**Texte fourni**

M. Chirac a entamé la première journée de sa visite d’Etat par un hommage samedi à ces victimes au pied du Tsitsernakaberd, le « Monument au génocide des Arméniens », en présence du couple présidentiel arménien. « Souviens-toi », a écrit le chef de l’Etat sur le livre d’or du monument.
Parmi ses invités de la diaspora arménienne, le numéro un mondial du caviar Armen Petrossian confiait être « submergé par l’émotion », le journaliste Daniel Bilalian éclatait en sanglot et le footballeur Youri Djorkaeff observait, figé, la minute de silence.
Jacques Chirac, qui a inauguré une « place de France » a également assisté samedi soir à un concert en plein air devant plusieurs dizaines de milliers de spectateurs, de Charles Aznavour, adulé en Arménie.
« C’est avec une émotion profonde que je découvre la terre d’Arménie », a lancé Jacques Chirac, saluant « l’histoire héroïque et tourmentée de ce peuple d’Arménie issu de la plus haute antiquité ».
Il a rendu hommage à « tous les survivants de cette tragédie », évoquant les tueries de 1915-1917.
Ce concert était également le lancement de « l’année de l’Arménie en France », une série de quelque 400 manifestations culturelles arméniennes qui vont se dérouler en France d’ici au 14 juillet.

**Extraits de données**

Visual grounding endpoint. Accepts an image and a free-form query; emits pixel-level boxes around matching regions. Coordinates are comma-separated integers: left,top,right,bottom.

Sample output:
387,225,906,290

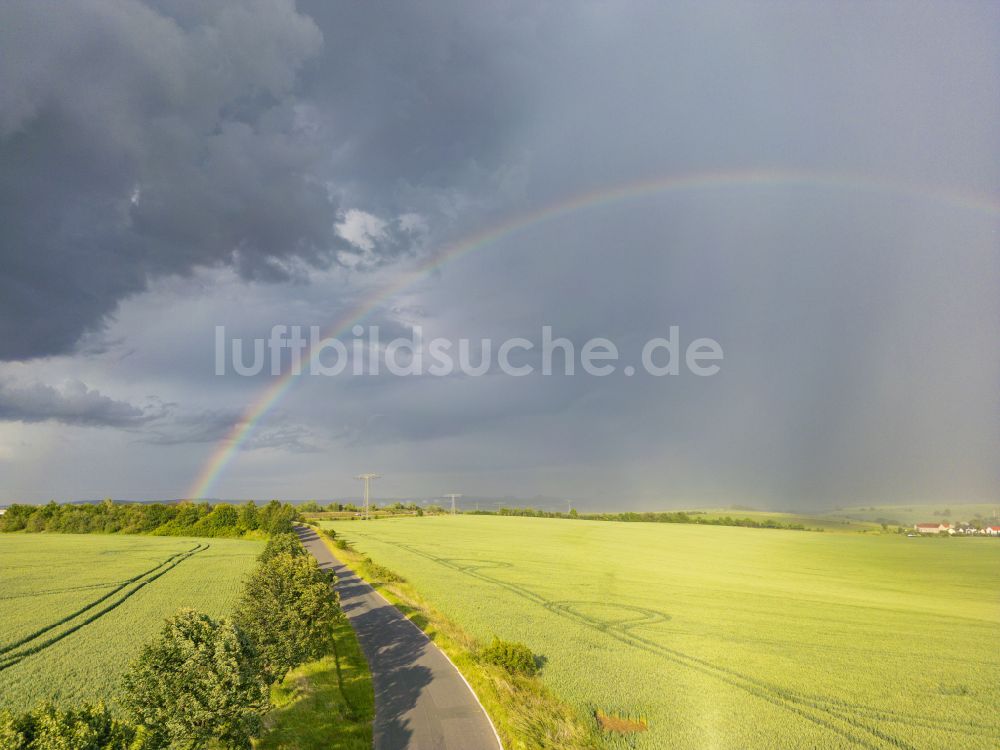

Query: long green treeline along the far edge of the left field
0,500,301,537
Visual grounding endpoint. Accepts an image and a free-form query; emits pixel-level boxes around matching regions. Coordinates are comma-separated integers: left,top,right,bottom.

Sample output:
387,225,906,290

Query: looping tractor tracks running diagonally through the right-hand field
352,533,1000,750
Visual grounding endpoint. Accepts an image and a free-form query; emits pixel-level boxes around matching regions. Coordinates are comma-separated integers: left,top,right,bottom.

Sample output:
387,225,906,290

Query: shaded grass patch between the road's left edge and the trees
254,618,375,750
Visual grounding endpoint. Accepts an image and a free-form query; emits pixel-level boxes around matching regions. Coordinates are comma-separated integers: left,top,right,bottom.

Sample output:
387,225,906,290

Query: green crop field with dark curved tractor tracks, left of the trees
0,534,263,709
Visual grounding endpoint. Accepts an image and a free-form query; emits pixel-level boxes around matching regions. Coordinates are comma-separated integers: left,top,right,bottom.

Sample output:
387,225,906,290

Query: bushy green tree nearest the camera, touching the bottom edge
123,609,268,750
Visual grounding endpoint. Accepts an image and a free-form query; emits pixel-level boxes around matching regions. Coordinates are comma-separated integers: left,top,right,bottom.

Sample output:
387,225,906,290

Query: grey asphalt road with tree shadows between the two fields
298,526,502,750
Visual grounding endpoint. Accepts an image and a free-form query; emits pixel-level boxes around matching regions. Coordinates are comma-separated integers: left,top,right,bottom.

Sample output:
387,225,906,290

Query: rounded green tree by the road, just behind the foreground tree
233,553,341,682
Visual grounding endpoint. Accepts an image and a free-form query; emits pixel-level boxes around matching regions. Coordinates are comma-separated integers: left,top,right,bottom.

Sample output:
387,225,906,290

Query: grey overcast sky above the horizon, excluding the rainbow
0,0,1000,508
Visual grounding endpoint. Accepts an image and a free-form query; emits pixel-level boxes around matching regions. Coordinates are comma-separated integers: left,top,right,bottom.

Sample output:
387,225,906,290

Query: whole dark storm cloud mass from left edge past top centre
0,0,536,360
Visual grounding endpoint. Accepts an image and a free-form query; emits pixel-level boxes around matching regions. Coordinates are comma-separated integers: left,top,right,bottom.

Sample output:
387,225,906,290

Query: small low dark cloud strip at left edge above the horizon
0,380,159,428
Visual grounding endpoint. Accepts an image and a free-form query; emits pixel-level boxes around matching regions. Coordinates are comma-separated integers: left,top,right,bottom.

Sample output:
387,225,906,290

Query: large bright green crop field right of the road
324,516,1000,750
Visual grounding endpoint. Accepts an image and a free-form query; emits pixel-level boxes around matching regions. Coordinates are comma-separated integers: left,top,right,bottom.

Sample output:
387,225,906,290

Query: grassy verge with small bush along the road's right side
320,534,602,750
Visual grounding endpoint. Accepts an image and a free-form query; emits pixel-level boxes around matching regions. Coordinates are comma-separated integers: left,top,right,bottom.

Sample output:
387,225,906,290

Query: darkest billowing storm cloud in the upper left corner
0,2,335,359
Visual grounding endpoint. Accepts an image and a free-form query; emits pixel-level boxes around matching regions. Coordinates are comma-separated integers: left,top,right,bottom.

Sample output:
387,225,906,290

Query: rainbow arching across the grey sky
186,169,1000,499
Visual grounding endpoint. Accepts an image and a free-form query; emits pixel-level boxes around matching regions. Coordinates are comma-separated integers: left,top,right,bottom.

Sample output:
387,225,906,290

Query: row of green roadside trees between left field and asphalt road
0,533,342,750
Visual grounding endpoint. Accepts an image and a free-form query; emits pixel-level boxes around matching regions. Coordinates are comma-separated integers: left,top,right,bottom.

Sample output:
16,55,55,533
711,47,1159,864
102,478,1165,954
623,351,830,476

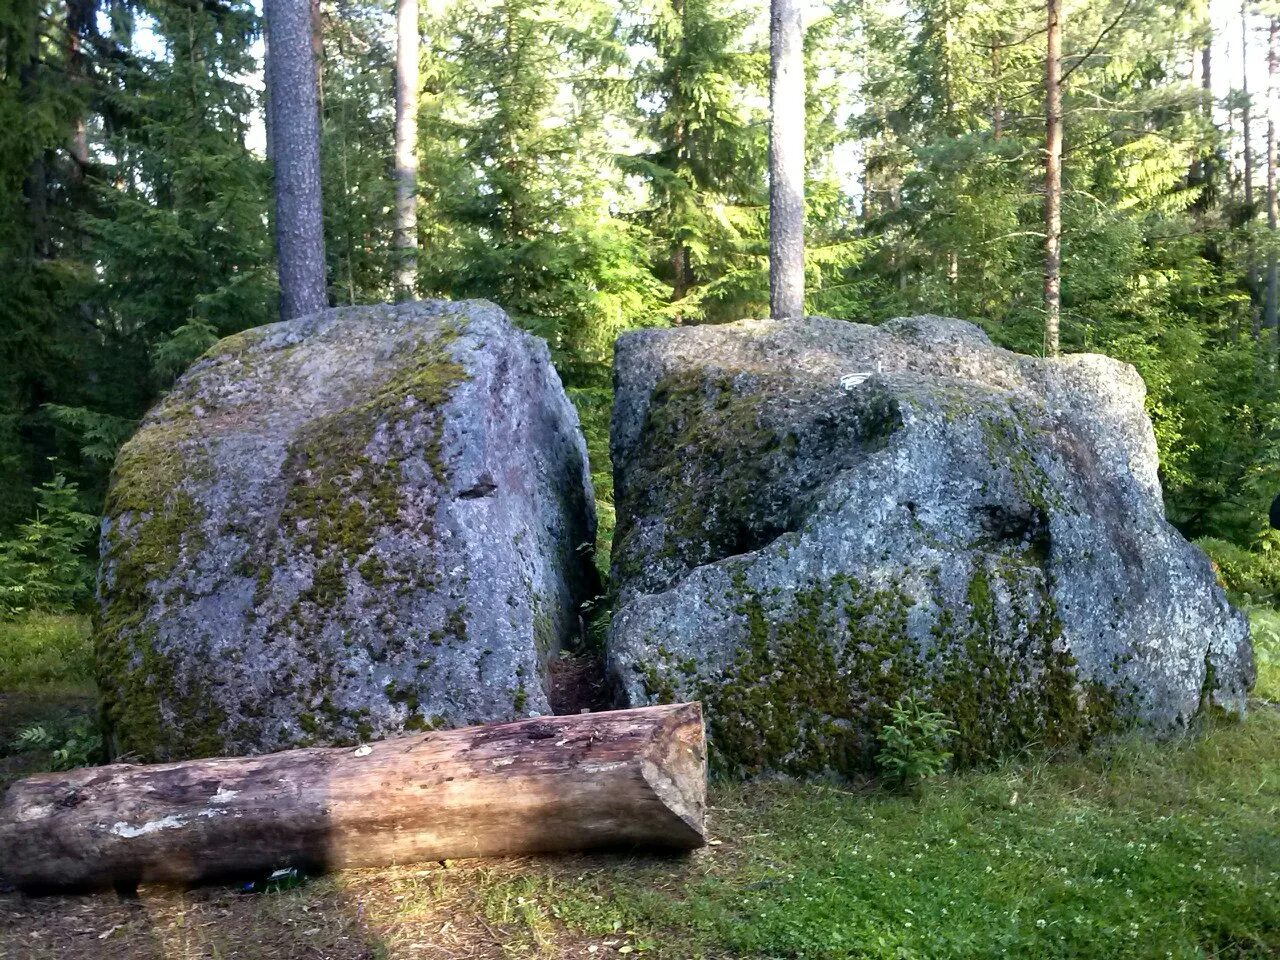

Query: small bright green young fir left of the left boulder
0,474,97,617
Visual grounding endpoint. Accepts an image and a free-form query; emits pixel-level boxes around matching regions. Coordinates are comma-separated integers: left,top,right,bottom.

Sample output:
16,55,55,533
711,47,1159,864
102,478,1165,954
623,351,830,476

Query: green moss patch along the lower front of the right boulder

**Consigne 1**
D'après le texte sur la visite de Jacques Chirac en Arménie, pourquoi le concert de Charles Aznavour du samedi soir ne se réduisait-il pas à un simple spectacle ? Répondez en une à trois phrases.
**Consigne 2**
Rédigez la suite du texte sur la visite de Jacques Chirac en Arménie, en reprenant après sa dernière phrase.

**Réponse attendue 1**
Ce concert marquait aussi le lancement de « l'année de l'Arménie en France ». Il s'agit d'une série de quelque 400 manifestations culturelles arméniennes qui doivent se dérouler en France d'ici au 14 juillet.

**Réponse attendue 2**
La dernière étape du séjour de M. Chirac a été dimanche matin une visite dimanche au Patriarche Suprême et Catholicos de tous les Arméniens, Sa Sainteté Karenine II.
L’Eglise apostolique arménienne est l’une des Eglises d’Orient. Elle a opéré en 555 un schisme pour des raisons théologiques et politiques, après son Concile de Chalcédoine.
En 1996, le pape Jean-Paul II et le Catholicos de tous les Arméniens ont signé une « déclaration commune sur la Christologie », qui enterre les querelles théologiques, sans trancher sur la question de l’exercice de la primauté du pape.
Le chef de l’Etat et son épouse Bernadette se sont entretenus avec le Catholicos de tous les Arméniens au Saint-Siège, situé dans la banlieue d’Erevan. L’église apostolique arménienne est l’une des « Eglises d’Orient ». Le christianisme, arrivé très tôt en Arménie, y est devenu religion d’Etat en l’an 301.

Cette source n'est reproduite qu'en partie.